The IPW estimator (Horvitz–Thompson Estimator) is not location invariant. If we add constant c to all observations, the IPW estimator will change. Show that the IPW estimator is not location invariant. To address this issue, a new estimator called the Hajek estimator was proposed:
\[ \hat{\tau}_{\text{hajek}} = \frac{\sum_{i=1}^n \frac{A_iY_i}{\hat{e}_i}}{\sum_{i=1}^n \frac{A_i}{\hat{e}_i}} - \frac{\sum_{i=1}^n \frac{(1-A_i)Y_i}{1-\hat{e}_i}}{\sum_{i=1}^n \frac{(1-A_i)}{1-\hat{e}_i}} \] Proof that the Hajek estimator is location invariant, meaning that when adding a constant c to all observations, the Hajek estimator will not change. Calculate this estimator based on your data in Question 2. Report the mean and sd of the estimator over your simulation runs.

#### [TASK REQUIREMENTS]
(1) Summarize the passage on the IPW and Hajek estimators in two sentences.
(2) What alternative name does the passage on the IPW and Hajek estimators give for the IPW estimator?

[Stored data entries]

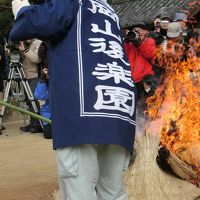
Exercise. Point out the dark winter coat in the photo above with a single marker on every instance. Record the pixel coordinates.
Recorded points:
(91, 91)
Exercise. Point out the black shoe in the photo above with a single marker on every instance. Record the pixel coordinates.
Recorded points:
(25, 128)
(36, 129)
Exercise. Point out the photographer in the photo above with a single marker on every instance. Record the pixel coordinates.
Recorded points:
(140, 50)
(92, 95)
(29, 50)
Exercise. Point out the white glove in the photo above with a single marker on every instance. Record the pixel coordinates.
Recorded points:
(17, 5)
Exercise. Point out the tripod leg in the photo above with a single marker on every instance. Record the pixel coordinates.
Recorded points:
(6, 94)
(29, 92)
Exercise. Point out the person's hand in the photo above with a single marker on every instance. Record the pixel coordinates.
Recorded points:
(17, 5)
(21, 46)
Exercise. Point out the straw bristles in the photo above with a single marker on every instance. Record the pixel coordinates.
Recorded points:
(56, 195)
(146, 181)
(183, 170)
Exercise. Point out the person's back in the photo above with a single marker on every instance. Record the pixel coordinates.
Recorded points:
(92, 94)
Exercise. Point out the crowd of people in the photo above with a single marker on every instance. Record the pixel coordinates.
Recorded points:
(111, 119)
(175, 38)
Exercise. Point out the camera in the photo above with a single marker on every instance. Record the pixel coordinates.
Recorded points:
(134, 37)
(14, 51)
(131, 36)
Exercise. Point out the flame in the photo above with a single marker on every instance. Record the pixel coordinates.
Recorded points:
(174, 110)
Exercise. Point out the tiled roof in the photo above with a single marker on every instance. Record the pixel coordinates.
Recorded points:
(130, 11)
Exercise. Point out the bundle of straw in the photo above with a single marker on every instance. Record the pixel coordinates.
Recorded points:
(146, 181)
(182, 169)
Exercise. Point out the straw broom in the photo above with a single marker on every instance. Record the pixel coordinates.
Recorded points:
(146, 181)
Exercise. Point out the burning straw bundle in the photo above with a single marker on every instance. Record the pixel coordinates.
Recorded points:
(146, 181)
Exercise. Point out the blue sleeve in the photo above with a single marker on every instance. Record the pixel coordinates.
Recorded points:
(47, 21)
(41, 91)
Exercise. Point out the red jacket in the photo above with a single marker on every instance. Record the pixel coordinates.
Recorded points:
(140, 58)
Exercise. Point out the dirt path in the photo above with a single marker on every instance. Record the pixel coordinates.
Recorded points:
(28, 167)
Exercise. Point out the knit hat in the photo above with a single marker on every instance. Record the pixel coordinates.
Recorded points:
(174, 30)
(164, 15)
(180, 16)
(142, 25)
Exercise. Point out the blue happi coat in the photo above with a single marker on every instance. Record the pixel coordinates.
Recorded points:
(91, 91)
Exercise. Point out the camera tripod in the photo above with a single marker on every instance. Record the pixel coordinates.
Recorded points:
(17, 79)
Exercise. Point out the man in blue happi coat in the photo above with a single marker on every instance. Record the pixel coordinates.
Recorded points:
(91, 93)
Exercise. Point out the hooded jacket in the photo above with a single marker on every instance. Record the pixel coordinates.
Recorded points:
(141, 58)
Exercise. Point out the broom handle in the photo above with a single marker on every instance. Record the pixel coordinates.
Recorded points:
(21, 110)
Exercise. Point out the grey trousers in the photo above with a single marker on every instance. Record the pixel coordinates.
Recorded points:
(92, 172)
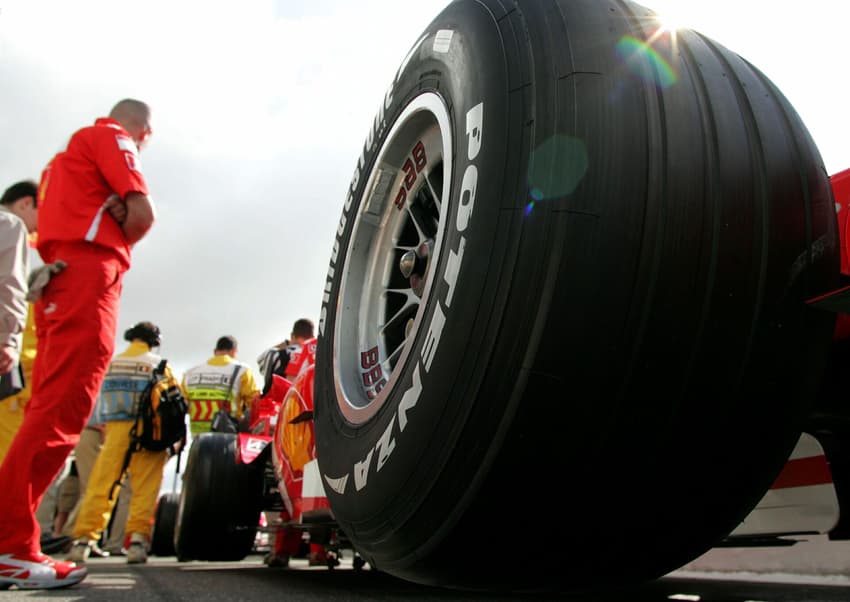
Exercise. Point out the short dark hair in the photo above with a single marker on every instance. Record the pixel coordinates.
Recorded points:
(146, 331)
(226, 343)
(19, 190)
(303, 328)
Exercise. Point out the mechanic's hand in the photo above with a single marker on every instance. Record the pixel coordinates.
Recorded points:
(116, 208)
(39, 278)
(8, 358)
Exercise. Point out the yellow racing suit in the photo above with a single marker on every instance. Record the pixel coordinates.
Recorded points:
(128, 375)
(12, 407)
(219, 383)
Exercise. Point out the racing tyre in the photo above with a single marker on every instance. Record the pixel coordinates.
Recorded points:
(165, 517)
(220, 501)
(569, 282)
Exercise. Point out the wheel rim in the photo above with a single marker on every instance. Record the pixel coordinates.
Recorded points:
(392, 254)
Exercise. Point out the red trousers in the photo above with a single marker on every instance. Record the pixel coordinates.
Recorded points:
(76, 320)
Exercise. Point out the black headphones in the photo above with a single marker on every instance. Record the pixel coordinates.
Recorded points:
(146, 331)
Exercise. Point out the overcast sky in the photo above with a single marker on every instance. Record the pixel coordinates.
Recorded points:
(260, 111)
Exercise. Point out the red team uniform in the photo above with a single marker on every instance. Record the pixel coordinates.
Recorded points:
(76, 317)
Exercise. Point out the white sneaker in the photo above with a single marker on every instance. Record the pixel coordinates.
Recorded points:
(38, 571)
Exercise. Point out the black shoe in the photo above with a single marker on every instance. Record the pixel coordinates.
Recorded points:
(51, 545)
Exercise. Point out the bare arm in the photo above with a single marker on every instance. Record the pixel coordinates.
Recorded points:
(140, 216)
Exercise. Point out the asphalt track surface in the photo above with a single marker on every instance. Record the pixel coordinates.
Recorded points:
(166, 579)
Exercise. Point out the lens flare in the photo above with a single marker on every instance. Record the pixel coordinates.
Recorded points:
(645, 62)
(556, 167)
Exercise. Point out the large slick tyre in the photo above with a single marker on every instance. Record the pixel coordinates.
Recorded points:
(566, 300)
(220, 502)
(165, 517)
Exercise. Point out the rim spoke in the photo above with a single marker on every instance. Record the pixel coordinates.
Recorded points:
(411, 303)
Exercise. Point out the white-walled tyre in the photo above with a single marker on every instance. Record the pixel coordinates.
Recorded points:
(568, 282)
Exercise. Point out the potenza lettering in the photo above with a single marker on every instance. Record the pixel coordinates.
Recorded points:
(381, 453)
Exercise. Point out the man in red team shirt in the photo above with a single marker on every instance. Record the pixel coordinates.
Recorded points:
(93, 206)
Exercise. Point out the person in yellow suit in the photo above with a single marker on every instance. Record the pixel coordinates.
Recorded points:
(128, 375)
(220, 383)
(20, 207)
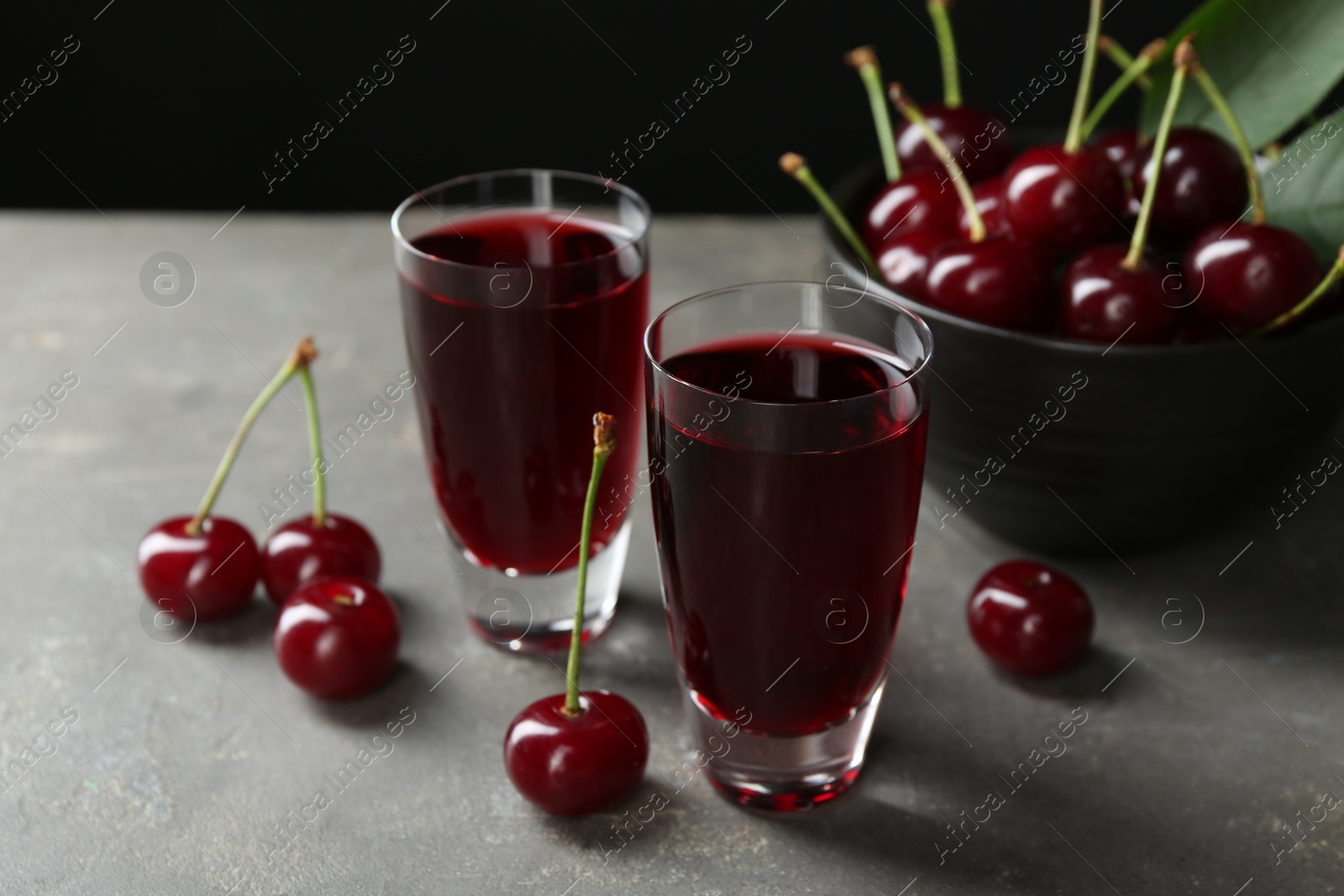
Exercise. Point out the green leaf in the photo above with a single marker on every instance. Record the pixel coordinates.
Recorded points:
(1273, 60)
(1304, 190)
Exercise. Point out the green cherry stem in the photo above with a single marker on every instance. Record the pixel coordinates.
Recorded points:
(1183, 60)
(297, 359)
(1332, 277)
(947, 53)
(866, 62)
(1243, 147)
(907, 107)
(1074, 140)
(1132, 73)
(604, 443)
(796, 167)
(315, 441)
(1121, 58)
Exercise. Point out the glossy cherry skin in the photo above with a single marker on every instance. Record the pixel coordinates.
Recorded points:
(1104, 301)
(905, 258)
(999, 281)
(577, 766)
(916, 201)
(1030, 618)
(990, 203)
(978, 140)
(1063, 201)
(338, 637)
(1249, 275)
(302, 551)
(1203, 181)
(202, 577)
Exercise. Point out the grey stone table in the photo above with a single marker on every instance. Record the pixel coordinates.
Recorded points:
(178, 765)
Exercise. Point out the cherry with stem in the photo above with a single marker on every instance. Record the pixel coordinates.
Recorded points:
(580, 752)
(205, 567)
(1129, 76)
(1252, 275)
(1068, 195)
(796, 167)
(322, 544)
(864, 60)
(992, 280)
(1110, 291)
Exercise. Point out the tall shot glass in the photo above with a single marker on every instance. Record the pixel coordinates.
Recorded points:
(524, 295)
(786, 441)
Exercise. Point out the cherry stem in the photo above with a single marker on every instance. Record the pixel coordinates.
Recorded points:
(1184, 60)
(604, 443)
(1121, 58)
(947, 53)
(866, 62)
(302, 354)
(1243, 147)
(1074, 140)
(796, 167)
(1132, 73)
(911, 109)
(315, 441)
(1332, 277)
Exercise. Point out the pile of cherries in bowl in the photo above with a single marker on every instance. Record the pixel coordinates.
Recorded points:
(1062, 246)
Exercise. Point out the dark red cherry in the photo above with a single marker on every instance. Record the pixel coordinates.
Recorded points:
(1203, 181)
(338, 637)
(1063, 201)
(302, 551)
(1247, 275)
(1030, 618)
(1104, 300)
(999, 281)
(582, 765)
(201, 577)
(978, 140)
(990, 203)
(916, 201)
(904, 261)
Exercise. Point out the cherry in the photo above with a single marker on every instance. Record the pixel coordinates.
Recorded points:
(302, 551)
(1245, 275)
(203, 567)
(1030, 618)
(990, 203)
(905, 258)
(573, 752)
(575, 766)
(206, 575)
(338, 637)
(1063, 199)
(918, 199)
(1104, 298)
(976, 137)
(1202, 183)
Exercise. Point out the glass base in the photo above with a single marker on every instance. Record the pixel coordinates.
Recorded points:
(535, 613)
(788, 773)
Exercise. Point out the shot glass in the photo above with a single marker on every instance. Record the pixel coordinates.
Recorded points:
(786, 430)
(523, 296)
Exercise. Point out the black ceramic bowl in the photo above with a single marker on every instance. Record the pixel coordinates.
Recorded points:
(1072, 448)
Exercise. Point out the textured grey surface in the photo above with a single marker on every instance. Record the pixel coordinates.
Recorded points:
(187, 758)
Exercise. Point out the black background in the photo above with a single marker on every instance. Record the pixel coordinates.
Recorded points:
(181, 105)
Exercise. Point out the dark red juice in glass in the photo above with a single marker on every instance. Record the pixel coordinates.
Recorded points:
(508, 385)
(785, 569)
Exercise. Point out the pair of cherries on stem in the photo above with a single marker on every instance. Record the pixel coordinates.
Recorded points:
(578, 752)
(338, 634)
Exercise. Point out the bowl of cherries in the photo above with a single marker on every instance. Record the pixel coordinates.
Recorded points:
(1126, 349)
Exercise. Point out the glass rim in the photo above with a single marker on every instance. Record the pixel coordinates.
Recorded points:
(921, 327)
(418, 196)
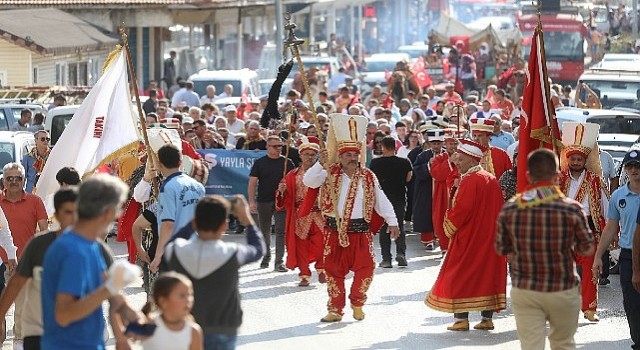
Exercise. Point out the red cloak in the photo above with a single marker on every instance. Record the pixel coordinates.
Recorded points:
(473, 276)
(444, 175)
(287, 201)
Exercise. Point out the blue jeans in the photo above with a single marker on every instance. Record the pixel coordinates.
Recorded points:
(630, 297)
(216, 341)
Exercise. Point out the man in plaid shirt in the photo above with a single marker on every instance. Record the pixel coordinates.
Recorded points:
(539, 230)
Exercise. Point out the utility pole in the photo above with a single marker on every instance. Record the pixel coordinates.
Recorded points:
(634, 17)
(279, 23)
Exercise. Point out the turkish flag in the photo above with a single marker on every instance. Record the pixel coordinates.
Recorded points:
(245, 107)
(420, 70)
(538, 123)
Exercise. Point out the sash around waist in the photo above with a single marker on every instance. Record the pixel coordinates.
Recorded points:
(355, 225)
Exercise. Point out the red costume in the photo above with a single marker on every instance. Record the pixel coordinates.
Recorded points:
(507, 108)
(444, 175)
(590, 188)
(496, 161)
(346, 250)
(473, 276)
(303, 231)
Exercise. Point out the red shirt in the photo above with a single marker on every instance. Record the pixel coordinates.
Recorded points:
(23, 217)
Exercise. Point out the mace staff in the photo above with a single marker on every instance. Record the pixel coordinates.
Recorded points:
(293, 43)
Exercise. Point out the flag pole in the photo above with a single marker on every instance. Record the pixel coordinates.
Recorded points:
(293, 44)
(547, 89)
(134, 83)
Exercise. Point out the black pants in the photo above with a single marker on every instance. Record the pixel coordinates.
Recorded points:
(630, 297)
(606, 264)
(385, 238)
(485, 314)
(31, 343)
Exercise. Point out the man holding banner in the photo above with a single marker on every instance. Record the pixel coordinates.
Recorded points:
(265, 175)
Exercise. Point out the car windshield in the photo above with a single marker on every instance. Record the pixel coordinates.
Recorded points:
(58, 124)
(323, 66)
(200, 86)
(381, 66)
(7, 150)
(558, 46)
(615, 93)
(617, 125)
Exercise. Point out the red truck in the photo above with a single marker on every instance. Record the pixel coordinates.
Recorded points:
(564, 43)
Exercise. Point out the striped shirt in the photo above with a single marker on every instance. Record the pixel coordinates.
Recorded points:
(539, 230)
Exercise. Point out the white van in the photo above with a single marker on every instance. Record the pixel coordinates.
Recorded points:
(616, 87)
(619, 129)
(57, 120)
(242, 80)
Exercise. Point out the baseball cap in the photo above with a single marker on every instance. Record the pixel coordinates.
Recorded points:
(630, 157)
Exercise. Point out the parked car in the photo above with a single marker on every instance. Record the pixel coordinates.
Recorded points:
(265, 86)
(415, 50)
(327, 64)
(10, 113)
(619, 129)
(617, 81)
(14, 145)
(242, 80)
(380, 64)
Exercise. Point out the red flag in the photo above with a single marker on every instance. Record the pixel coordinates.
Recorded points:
(244, 107)
(388, 102)
(538, 124)
(420, 70)
(355, 99)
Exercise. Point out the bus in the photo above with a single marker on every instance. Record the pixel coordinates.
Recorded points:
(564, 43)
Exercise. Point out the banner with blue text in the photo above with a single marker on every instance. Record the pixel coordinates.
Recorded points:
(229, 170)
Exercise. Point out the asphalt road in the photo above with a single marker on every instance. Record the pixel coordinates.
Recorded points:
(280, 315)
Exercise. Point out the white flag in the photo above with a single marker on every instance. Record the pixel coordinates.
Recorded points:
(102, 129)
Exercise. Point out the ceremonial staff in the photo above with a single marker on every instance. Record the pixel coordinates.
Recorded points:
(293, 43)
(289, 132)
(141, 116)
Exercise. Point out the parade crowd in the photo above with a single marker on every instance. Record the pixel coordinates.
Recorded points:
(336, 174)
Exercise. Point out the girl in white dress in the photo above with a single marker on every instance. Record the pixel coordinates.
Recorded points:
(175, 328)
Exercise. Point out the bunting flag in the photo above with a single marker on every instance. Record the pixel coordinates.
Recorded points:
(103, 132)
(419, 68)
(538, 123)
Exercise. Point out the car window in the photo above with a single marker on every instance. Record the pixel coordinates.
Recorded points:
(200, 86)
(6, 154)
(381, 66)
(58, 124)
(617, 125)
(3, 121)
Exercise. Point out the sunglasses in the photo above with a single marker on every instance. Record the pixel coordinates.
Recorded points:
(632, 165)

#### [SOLUTIONS TO THE TASKS]
(1) The IPW (Horvitz–Thompson) estimator is not location invariant, because adding a constant c to all observations changes it, and the Hajek estimator was proposed to address this issue. The passage calls for a proof that the Hajek estimator is location invariant, for its calculation on the data from Question 2, and for a report of its mean and sd over the simulation runs.

(2) The Horvitz–Thompson Estimator.